Exercise brief: Copy out every one of the items below word for word, with no changes.

Source records:
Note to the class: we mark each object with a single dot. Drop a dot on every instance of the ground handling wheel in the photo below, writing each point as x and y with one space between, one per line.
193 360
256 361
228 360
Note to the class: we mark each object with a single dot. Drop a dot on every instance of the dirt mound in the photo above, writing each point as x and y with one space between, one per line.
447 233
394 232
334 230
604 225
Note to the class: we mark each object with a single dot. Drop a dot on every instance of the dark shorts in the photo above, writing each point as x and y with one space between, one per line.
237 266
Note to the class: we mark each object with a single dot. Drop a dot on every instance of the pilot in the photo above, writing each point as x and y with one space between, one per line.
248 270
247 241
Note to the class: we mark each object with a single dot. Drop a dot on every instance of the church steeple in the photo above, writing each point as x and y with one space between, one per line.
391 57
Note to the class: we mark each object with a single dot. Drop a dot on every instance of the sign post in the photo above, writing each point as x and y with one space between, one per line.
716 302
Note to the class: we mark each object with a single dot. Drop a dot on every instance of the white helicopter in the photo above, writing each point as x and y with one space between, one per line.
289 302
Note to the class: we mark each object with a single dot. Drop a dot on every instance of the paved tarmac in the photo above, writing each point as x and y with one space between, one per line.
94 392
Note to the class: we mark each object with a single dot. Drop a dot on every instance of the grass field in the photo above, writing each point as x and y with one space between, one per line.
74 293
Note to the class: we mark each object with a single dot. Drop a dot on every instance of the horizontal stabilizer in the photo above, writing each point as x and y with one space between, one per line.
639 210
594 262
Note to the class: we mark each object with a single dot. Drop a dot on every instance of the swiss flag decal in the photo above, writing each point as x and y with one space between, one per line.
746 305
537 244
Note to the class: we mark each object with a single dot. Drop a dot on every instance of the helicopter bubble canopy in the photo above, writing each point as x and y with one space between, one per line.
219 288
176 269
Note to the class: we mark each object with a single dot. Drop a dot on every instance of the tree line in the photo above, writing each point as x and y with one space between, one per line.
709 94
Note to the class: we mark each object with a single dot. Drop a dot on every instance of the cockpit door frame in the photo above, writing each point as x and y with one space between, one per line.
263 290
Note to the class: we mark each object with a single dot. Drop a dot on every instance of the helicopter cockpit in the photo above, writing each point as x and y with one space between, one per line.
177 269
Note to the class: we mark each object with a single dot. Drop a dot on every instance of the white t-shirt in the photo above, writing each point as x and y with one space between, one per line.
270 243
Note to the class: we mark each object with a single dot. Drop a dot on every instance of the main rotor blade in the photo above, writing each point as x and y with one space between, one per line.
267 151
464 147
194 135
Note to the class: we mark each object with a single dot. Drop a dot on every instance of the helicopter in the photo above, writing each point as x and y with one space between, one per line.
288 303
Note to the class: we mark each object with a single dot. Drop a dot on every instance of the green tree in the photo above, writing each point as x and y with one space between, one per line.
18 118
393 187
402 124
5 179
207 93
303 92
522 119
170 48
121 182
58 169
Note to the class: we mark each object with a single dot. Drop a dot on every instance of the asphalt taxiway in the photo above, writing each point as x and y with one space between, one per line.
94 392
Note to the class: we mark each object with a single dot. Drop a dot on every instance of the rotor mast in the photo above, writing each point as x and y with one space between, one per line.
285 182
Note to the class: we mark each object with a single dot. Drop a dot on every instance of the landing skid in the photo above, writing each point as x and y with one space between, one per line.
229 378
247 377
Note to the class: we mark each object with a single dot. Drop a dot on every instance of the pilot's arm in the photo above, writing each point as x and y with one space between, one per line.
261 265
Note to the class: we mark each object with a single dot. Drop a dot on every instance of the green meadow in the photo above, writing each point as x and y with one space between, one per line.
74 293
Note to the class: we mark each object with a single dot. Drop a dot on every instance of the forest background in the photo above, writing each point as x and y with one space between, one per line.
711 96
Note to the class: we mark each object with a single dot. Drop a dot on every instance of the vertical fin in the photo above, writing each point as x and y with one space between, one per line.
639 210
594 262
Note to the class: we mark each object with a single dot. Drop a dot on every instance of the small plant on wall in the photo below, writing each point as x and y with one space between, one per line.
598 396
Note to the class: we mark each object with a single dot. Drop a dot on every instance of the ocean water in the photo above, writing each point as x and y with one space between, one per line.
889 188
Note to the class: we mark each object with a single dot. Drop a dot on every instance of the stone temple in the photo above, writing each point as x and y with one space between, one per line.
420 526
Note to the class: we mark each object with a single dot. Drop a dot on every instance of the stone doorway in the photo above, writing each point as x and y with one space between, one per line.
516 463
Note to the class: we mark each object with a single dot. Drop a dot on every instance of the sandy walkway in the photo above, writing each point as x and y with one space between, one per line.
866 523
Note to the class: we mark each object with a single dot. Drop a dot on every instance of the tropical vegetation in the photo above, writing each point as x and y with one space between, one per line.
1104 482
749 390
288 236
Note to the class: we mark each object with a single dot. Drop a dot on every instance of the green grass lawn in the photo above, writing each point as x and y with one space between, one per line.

Written solution:
Note to the class: we mark each object with a single dot. Drop a dot on every instance of the ground handling wheel in the photo below, writing each point as x and y with one space between, one per line.
193 360
256 361
228 360
Note to the class: we mark each object with a single dot. Drop a dot on every instance of the dirt mound in the photo above, writing each point as x and y with one space between, one per line.
447 233
394 232
334 230
604 225
Note to the class: we mark each object with a single dot. Drop a dot on every instance of the dark shorts in the photo above, writing each point as x and y with one space between, one per line.
237 266
Note to the class: we mark each object with a single dot. Drop a dot on every instance of the pilot in the photo above, writing each point as x and y with one space between, one per line.
248 270
247 241
Note to the class: we mark each object with a single dot. Drop a dot on every instance of the church steeple in the photo above, writing each point as x and y with one space between, one per line.
391 57
Note to the class: we mark each object with a single dot. Drop a dot on every instance of the sign post in the photo above, writing each point as x and y with one space between, one per line.
716 302
Note to the class: we mark each object with a single dot. Drop a dot on every instance of the white helicopter in the photo above, writing each point as x and y with one space between, one per line.
289 302
Note to the class: we mark each object with a single dot. Drop a dot on every instance of the paved tarmac in the photo above, writing each point as x and y with one space between, one per line.
94 392
Note to the class: we mark each object with a single dot. Drop a dot on every instance of the grass field in the photo above, writing each point as x and y with one space between, one per line.
74 293
Note to the class: we mark each object with a single dot. Drop a dot on every instance of the horizontal stabilizer in the photo above, writing each point as x and y with one space between, one per line.
639 210
594 262
Note to the class: we mark each object with a single dot. Drop a dot on every instance of the swiss flag decal in the photo above, writing each point as x and y with one space between, one per line.
746 305
537 244
Note to the class: we mark each object with a single dot. Drop a dot on every instance of the helicopter bubble canopy in the photo above, writing each point as x and y with one space between, one per line.
219 288
176 269
Note to the class: we mark each object with a single dot. Drop a dot on every instance of the tree line in the photo above, writing each point as x and y with one space between, one per line.
709 94
Note to the class: we mark each object with a single dot. Drop a dot on every instance of the cockpit door frame in the photo above, writing each point as x and y with one space between, one per line.
263 290
Note to the class: we mark each object with a single dot. Drop a dot on every instance of the helicopter cockpit in the photo above, writing each point as x and y with one space between, one per line.
177 269
Note to the class: we mark each object with a single dot. Drop a dot on every instance of the white t-shirt in the photo above, writing each point as x and y with one space between, one per line.
270 243
Note to the class: we mark each object with a single dot. Drop a dot on every instance of the main rotor blade in the photo above, writing each point as x and y with one space between, one per line.
267 151
464 147
194 135
Note to the class: we mark each object with a single dot. Drop a dot on every instance of the helicopter in the photo above, writing each point as x and y with one space between, one per line.
288 303
Note to the class: we mark each object with a single dot. Drop a dot on every instance of the green tree in the photo above, writing each point as x and y with one space between, one per line.
18 118
393 187
402 124
5 179
207 93
303 92
522 119
170 48
121 182
58 169
Note to the class: we mark each object with a single dot. Drop a dot on every instance of the asphalt taxiway in the photo above, writing each point as x and y with one space between, one per line.
94 392
Note to the class: we mark each object with a single dot. Drop a dot on every instance of the rotor mast in the photo above, writing each point as x and y with one space between, one per line.
285 182
Note to the class: we mark each object with a single dot. Drop a dot on every instance of the landing skid in the photo above, writing each point as x and y with one space between, one per line.
229 378
247 377
Note to the class: we mark each object with a single dot. Drop a dot on every instance of the pilot's arm in the photo above, writing each point as x and y with one space between, one per line.
261 265
Note to the class: we mark each object with a single dot. Drop a dot on every instance of the green meadow in the photo above, writing each point as x and y with one space between, one per line.
74 293
Note to the class: we mark each object with a single dot. Drop a dot on every instance of the forest background in the photo above, writing each point as x and y with one space between, one per line.
711 96
Note to the class: we mark each object with a single dot. Drop a dot on every instance of the vertical fin in the photo above, writing each point as x and y with one space between, one per line.
639 210
594 262
Note to the class: we mark each object with a single dot. Drop a dot on every instance of the small plant on wall in the photo below, writing each point as x and y with one space between, one per line.
598 396
Note to the class: we mark each object with a single dot. Drop a dot on every instance of the ocean water in the photo above, writing each point as x and y with one space between, one per line.
889 188
Note to the class: we mark each object with a single dot. Drop a dot on every instance of the stone temple in the photo above, writing each point as x and y with one space between, one per line.
420 526
Note to the class: we mark each object with a single dot. Drop a dot on every instance of the stone doorway in the photo above, writing each point as x and y with one space between, one per line.
516 463
Note to the class: we mark each object with a single dot. Drop a dot on every instance of the sandy walkway in the photo above, writing each point as x and y with one space between, one per line.
866 523
Note to the class: we mark each object with a single dot. Drop a dot on every instance of the tropical vegetation in the photo above, writing each point as x and y with one space between, one per line.
1104 482
749 390
288 236
Note to the class: we mark each object with a single dot. Drop a dot on every instance of the green grass lawn in the photo above, writing each point as x and y with one space between, one per line.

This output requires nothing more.